Retype precisely the section of the data that starts at the line containing "red object, locate" and runs to its final line, ends included.
--
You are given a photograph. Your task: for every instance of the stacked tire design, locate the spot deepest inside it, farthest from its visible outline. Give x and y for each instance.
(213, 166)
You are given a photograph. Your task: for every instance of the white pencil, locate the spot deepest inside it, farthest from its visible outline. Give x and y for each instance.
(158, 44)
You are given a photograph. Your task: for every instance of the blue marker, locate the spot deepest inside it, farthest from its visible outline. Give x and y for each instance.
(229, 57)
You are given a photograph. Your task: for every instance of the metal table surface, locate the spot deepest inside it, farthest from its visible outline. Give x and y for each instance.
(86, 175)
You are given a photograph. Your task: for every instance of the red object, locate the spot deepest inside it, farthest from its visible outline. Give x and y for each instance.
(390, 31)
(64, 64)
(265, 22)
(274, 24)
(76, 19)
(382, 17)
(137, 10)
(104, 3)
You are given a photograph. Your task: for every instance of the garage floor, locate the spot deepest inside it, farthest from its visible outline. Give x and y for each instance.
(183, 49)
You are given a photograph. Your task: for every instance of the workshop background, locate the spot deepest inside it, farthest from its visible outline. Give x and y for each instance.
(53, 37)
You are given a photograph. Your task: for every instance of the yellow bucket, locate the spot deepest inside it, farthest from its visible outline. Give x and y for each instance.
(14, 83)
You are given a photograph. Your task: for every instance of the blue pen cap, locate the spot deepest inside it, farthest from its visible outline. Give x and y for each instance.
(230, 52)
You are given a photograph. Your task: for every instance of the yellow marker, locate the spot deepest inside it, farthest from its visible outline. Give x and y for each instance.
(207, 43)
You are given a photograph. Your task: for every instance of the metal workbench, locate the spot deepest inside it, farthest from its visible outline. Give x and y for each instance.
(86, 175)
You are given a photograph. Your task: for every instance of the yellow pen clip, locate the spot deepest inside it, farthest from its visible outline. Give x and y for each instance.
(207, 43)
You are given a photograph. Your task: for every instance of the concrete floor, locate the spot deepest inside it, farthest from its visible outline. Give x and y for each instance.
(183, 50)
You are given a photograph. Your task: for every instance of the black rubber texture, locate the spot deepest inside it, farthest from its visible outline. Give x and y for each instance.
--
SOLUTION:
You are given a photograph. Your task: for every instance of the red object, locate the spot deepest inside it, farthest from its visible outline. Give x and y for each instance.
(390, 31)
(64, 64)
(265, 22)
(274, 24)
(76, 19)
(382, 17)
(137, 10)
(104, 3)
You are given a photograph. Your task: for every instance of the garage floor, locate the spot deepest inside it, farthest from its visible outline. Give x and y for each instance.
(183, 49)
You are given a photograph. Your task: for every instance of the workshop background, locate the spot deepest inside it, farthest from its visible outline. Give x and y for each instance.
(53, 37)
You are given a photograph. Your task: for every instance of the yellow bucket, locate the spot deepest inside it, farthest from its visible outline. Give x and y for each instance.
(14, 83)
You are given a photograph. Your task: for every instance of the blue pen cap, locate the spot deepest inside it, farthest from its visible outline. Give x and y for each instance.
(230, 52)
You are given a photograph. Your task: for every instance of the yellow marker, locate the spot deepest inside it, farthest from its visible outline. Give x and y for each instance.
(207, 43)
You are given a photograph. Your task: for every instance of the metal workbench, locate the spot deepest inside it, farthest from its visible outline. Give x and y for each instance.
(86, 175)
You are given a photograph. Your task: for every instance of the yellow pen clip, locate the spot deepest inside it, farthest from its visible outline. Give x and y for each instance.
(207, 43)
You are given a photograph. Your task: for every instance of the concrete floor, locate the spot deepest inside it, farthest from its visible outline. Give x and y for each instance.
(183, 50)
You are given a photograph. Your task: for every instance of the black rubber texture, locate the spot deepest inside it, farthest from its visible outline. Give x and y for each instance.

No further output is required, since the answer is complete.